**Written instruction**
Quote the listing below in its entirety.

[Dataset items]
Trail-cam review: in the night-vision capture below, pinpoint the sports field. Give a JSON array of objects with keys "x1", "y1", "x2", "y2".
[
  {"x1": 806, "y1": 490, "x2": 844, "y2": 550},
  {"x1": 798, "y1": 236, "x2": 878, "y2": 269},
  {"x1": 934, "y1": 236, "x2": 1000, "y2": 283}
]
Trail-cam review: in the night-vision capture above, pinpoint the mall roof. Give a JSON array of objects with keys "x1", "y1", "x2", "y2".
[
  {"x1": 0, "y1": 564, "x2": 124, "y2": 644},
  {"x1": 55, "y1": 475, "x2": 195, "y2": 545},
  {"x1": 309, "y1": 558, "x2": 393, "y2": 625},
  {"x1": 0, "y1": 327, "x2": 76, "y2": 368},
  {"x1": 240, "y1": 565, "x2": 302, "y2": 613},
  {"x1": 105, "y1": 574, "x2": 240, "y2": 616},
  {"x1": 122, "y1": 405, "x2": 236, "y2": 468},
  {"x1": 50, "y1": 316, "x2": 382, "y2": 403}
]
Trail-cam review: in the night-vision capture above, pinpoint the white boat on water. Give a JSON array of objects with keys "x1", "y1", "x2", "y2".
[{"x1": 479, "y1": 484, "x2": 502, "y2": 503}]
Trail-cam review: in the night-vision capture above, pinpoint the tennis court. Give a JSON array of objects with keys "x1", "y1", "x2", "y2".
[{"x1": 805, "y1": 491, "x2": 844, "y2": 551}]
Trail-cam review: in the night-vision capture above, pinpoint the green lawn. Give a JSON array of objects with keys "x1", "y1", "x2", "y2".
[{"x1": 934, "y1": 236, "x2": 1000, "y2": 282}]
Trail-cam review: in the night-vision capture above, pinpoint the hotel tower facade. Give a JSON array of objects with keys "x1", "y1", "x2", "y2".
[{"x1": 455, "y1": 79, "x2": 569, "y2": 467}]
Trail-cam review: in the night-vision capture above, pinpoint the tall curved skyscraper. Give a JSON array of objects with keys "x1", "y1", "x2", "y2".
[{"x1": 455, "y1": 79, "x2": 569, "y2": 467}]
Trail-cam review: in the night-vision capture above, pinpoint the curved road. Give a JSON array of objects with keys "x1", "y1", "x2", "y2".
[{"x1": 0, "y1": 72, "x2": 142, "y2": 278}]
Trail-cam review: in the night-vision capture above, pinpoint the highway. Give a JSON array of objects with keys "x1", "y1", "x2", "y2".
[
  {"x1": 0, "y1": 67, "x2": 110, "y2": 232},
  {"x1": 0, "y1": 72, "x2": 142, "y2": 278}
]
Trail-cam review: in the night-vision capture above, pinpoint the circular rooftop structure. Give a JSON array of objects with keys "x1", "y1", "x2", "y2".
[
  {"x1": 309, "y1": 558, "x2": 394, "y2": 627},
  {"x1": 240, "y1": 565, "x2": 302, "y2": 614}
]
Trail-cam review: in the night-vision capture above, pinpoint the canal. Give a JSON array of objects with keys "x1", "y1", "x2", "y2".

**Answer to the problem**
Trail-cam review: in the night-vision capture below, pinpoint the sports field. Give a JSON array of objects with keys "x1", "y1", "x2", "y2".
[
  {"x1": 806, "y1": 490, "x2": 844, "y2": 550},
  {"x1": 798, "y1": 236, "x2": 878, "y2": 269},
  {"x1": 934, "y1": 236, "x2": 1000, "y2": 283}
]
Trail-cam review: in the night-vision capture above, pinpoint the mall roof. Give a JSON array of objects with keys "x1", "y1", "x2", "y2".
[
  {"x1": 0, "y1": 564, "x2": 124, "y2": 644},
  {"x1": 55, "y1": 475, "x2": 195, "y2": 545},
  {"x1": 309, "y1": 558, "x2": 393, "y2": 625},
  {"x1": 0, "y1": 327, "x2": 76, "y2": 368},
  {"x1": 240, "y1": 565, "x2": 302, "y2": 613},
  {"x1": 105, "y1": 574, "x2": 240, "y2": 616},
  {"x1": 122, "y1": 405, "x2": 236, "y2": 468},
  {"x1": 50, "y1": 316, "x2": 382, "y2": 403}
]
Trail-cam review: in the night-vision capture above, pinpoint the white boat on water. Give a JSON array of objects with keys "x1", "y1", "x2", "y2".
[{"x1": 479, "y1": 484, "x2": 502, "y2": 503}]
Trail-cam review: in the night-vision capture above, pinpoint the tennis court. Give a JSON array of objects with keys "x1", "y1", "x2", "y2".
[{"x1": 805, "y1": 491, "x2": 844, "y2": 551}]
Trail-cam review: in the night-vision capture above, pinpoint the green lawn. Give a JSON array of objects with keys "x1", "y1", "x2", "y2".
[{"x1": 934, "y1": 236, "x2": 1000, "y2": 282}]
Trail-cam review: in the night-vision capture above, pinpoint the hotel tower facade. Give a JSON array of objects with keys "x1", "y1", "x2", "y2".
[{"x1": 455, "y1": 79, "x2": 569, "y2": 467}]
Trail-cam review: in the night-vision capture above, pinpoint the tall curved skyscraper. Give a JSON array of objects with keys "x1", "y1", "x2", "y2".
[{"x1": 455, "y1": 79, "x2": 569, "y2": 467}]
Trail-cam review: in the night-vision capture above, pinpoint the curved road. Give a JSON array of objects with keys "x1", "y1", "x2", "y2".
[{"x1": 0, "y1": 72, "x2": 142, "y2": 278}]
Trail-cam review: in the night-vision capture above, pinpoint the highway. Give a JSON array of objects with keys "x1", "y1", "x2", "y2".
[
  {"x1": 0, "y1": 67, "x2": 110, "y2": 232},
  {"x1": 0, "y1": 72, "x2": 142, "y2": 278}
]
Trail-cam review: in the night-vision capture above, pinpoint the circular rooftop structure. Give a JSON array of objects with keys "x1", "y1", "x2", "y2".
[
  {"x1": 309, "y1": 558, "x2": 394, "y2": 627},
  {"x1": 240, "y1": 565, "x2": 302, "y2": 614}
]
Trail-cam review: in the night-vision capture above, pinpoint the canal. Give a JSON array of objects with keys "x1", "y1", "x2", "y2".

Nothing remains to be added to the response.